++++ DATA ROWS ++++

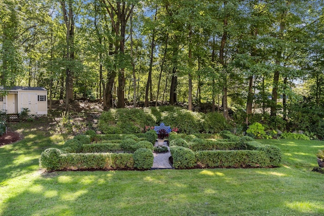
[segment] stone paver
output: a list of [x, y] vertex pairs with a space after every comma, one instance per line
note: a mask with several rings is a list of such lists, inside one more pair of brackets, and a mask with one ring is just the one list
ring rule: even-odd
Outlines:
[[[156, 142], [154, 146], [157, 146], [157, 142]], [[153, 161], [153, 166], [152, 166], [152, 168], [173, 168], [172, 166], [169, 162], [169, 158], [171, 156], [170, 149], [169, 146], [168, 146], [168, 144], [166, 142], [165, 142], [164, 146], [168, 147], [169, 151], [163, 153], [153, 153], [153, 155], [154, 155], [154, 160]]]

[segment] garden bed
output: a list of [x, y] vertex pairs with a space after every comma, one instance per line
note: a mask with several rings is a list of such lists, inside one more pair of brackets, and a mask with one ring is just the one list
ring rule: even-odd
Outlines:
[[[152, 132], [136, 135], [86, 134], [67, 141], [61, 150], [46, 150], [42, 154], [41, 166], [49, 170], [151, 168], [154, 141]], [[224, 139], [218, 141], [172, 133], [169, 140], [173, 167], [186, 169], [279, 166], [281, 153], [277, 147], [261, 144], [251, 138], [240, 139], [228, 132], [221, 135]], [[109, 143], [109, 140], [113, 143]]]

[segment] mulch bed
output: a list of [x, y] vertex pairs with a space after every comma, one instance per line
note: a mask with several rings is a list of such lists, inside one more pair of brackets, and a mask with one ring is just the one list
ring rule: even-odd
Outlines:
[[21, 140], [21, 137], [17, 132], [7, 132], [0, 136], [0, 146], [10, 144]]

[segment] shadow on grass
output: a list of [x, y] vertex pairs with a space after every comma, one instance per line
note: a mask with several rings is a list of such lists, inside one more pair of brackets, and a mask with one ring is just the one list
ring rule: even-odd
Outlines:
[[[320, 215], [320, 178], [287, 168], [54, 172], [6, 201], [3, 215]], [[260, 172], [261, 173], [260, 173]], [[294, 176], [295, 175], [300, 175]], [[315, 179], [316, 179], [316, 177]], [[316, 190], [315, 190], [316, 189]]]

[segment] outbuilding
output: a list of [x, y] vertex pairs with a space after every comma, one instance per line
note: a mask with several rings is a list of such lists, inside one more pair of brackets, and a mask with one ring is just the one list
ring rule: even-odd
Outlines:
[[47, 90], [43, 87], [0, 87], [0, 110], [8, 114], [28, 108], [36, 117], [47, 115]]

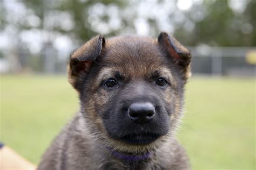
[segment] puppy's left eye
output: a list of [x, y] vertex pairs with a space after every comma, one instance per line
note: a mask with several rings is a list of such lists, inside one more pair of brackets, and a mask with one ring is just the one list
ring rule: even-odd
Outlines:
[[111, 78], [105, 82], [104, 85], [107, 87], [113, 87], [117, 86], [118, 83], [116, 79]]
[[159, 86], [164, 87], [167, 84], [167, 81], [164, 78], [159, 78], [156, 82], [156, 84]]

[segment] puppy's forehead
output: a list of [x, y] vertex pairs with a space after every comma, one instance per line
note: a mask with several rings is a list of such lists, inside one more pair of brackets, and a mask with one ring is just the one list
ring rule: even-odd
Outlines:
[[144, 37], [123, 36], [107, 39], [103, 53], [100, 60], [104, 65], [115, 66], [119, 70], [130, 73], [135, 73], [136, 70], [149, 73], [149, 69], [163, 67], [166, 60], [157, 40]]
[[171, 77], [165, 54], [156, 40], [142, 37], [125, 36], [107, 40], [100, 58], [102, 67], [99, 77], [118, 73], [127, 79], [151, 77], [156, 73]]

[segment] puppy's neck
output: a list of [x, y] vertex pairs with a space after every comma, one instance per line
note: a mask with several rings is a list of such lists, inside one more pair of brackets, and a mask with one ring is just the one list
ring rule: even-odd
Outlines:
[[152, 152], [147, 152], [143, 154], [124, 154], [113, 150], [113, 149], [106, 147], [110, 152], [111, 155], [116, 157], [118, 159], [124, 160], [128, 161], [140, 161], [142, 160], [146, 160], [150, 158], [152, 155]]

++++

◆ WRITTEN PROBLEM:
Convert the records above into a two-column CSV with the headers "prompt" and "reply", one row for each record. Put each text and each answer in a single quoted field, change line breaks to spaces, and leave the pictures out.

◆ ANSWER FOR THE TASK:
prompt,reply
"[segment] stone paver output: a list of [x, y] vertex pairs with a space after every comma, one instance per line note: a mask with several rings is a list of such lists, inside one more pair of brackets, and a mask with one ring is just the one list ring rule: even-odd Outlines:","[[[156, 142], [154, 146], [157, 146], [157, 142]], [[153, 161], [153, 166], [152, 166], [152, 168], [173, 168], [172, 166], [169, 162], [169, 158], [171, 156], [170, 149], [169, 146], [168, 146], [168, 144], [166, 142], [165, 142], [164, 146], [168, 147], [169, 151], [163, 153], [153, 153], [153, 155], [154, 155], [154, 160]]]"
"[segment] garden bed output: a list of [x, y] vertex pairs with a space after every comma, one instance per line note: a mask with several rings is a list of such lists, inside one more pair of brackets, and a mask with one ring is just the one list ring rule: even-odd Outlines:","[[[152, 132], [136, 135], [86, 134], [67, 141], [61, 150], [46, 150], [42, 154], [41, 166], [49, 170], [151, 168], [154, 141]], [[224, 139], [218, 141], [172, 133], [169, 140], [173, 167], [186, 169], [279, 166], [281, 153], [277, 147], [261, 144], [251, 138], [240, 139], [228, 132], [221, 135]], [[109, 143], [109, 140], [113, 143]]]"
"[segment] mulch bed output: a list of [x, y] vertex pairs with a space after every comma, one instance per line note: a mask with several rings is a list of such lists, inside one more pair of brackets, and a mask with one ring is just the one list ring rule: even-odd Outlines:","[[21, 140], [21, 137], [17, 132], [7, 132], [0, 136], [0, 146], [10, 144]]"
"[segment] shadow on grass output: a list of [x, y] vertex pairs with a space after every comma, one instance per line note: a mask with several rings is a list of such lists, inside one more pair of brackets, and a mask with one ring is just the one list ring rule: even-odd Outlines:","[[[320, 215], [320, 178], [287, 168], [54, 172], [6, 201], [3, 215]], [[260, 172], [261, 173], [260, 173]], [[294, 176], [295, 175], [300, 175]], [[315, 179], [316, 179], [316, 177]], [[316, 190], [315, 190], [316, 189]]]"
"[segment] outbuilding output: a list of [x, y] vertex pairs with a space after every comma, one instance per line note: a mask with several rings is a list of such lists, inside one more pair of brackets, and a mask with one ring is just the one list ring rule: even-odd Outlines:","[[47, 90], [43, 87], [0, 87], [0, 110], [8, 114], [28, 108], [36, 117], [47, 115]]"
"[segment] puppy's left eye output: a list of [x, y] vertex pairs with a space after every comma, one instance per line note: a mask with several rings is a list of such lists, inside one more pair of brackets, and a mask with one ring is just the one list ring rule: even-odd Outlines:","[[111, 78], [105, 82], [104, 85], [107, 87], [113, 87], [117, 86], [118, 83], [116, 79]] [[159, 86], [164, 87], [167, 84], [167, 81], [164, 78], [159, 78], [156, 82], [156, 84]]"
"[segment] puppy's forehead output: a list of [x, y] vertex pairs with a space after every comma, one instance per line note: a mask with several rings is a list of such lists, inside one more pair of brackets, and a mask with one ring is just the one list ring rule: even-odd Outlines:","[[144, 37], [123, 36], [107, 39], [103, 53], [100, 60], [104, 65], [115, 66], [119, 70], [130, 73], [135, 73], [136, 70], [149, 73], [149, 69], [163, 67], [166, 60], [157, 40]] [[171, 77], [165, 54], [156, 40], [142, 37], [125, 36], [107, 40], [100, 58], [102, 67], [99, 77], [118, 73], [127, 79], [151, 77], [156, 73]]"
"[segment] puppy's neck output: a list of [x, y] vertex pairs with a space after every comma, one instance per line note: a mask with several rings is a list of such lists, inside one more pair of brackets, and a mask with one ring is just the one list ring rule: even-odd Outlines:","[[152, 152], [147, 152], [143, 154], [124, 154], [113, 150], [113, 149], [106, 147], [110, 152], [111, 155], [116, 157], [118, 159], [124, 160], [128, 161], [140, 161], [142, 160], [146, 160], [150, 158], [152, 155]]"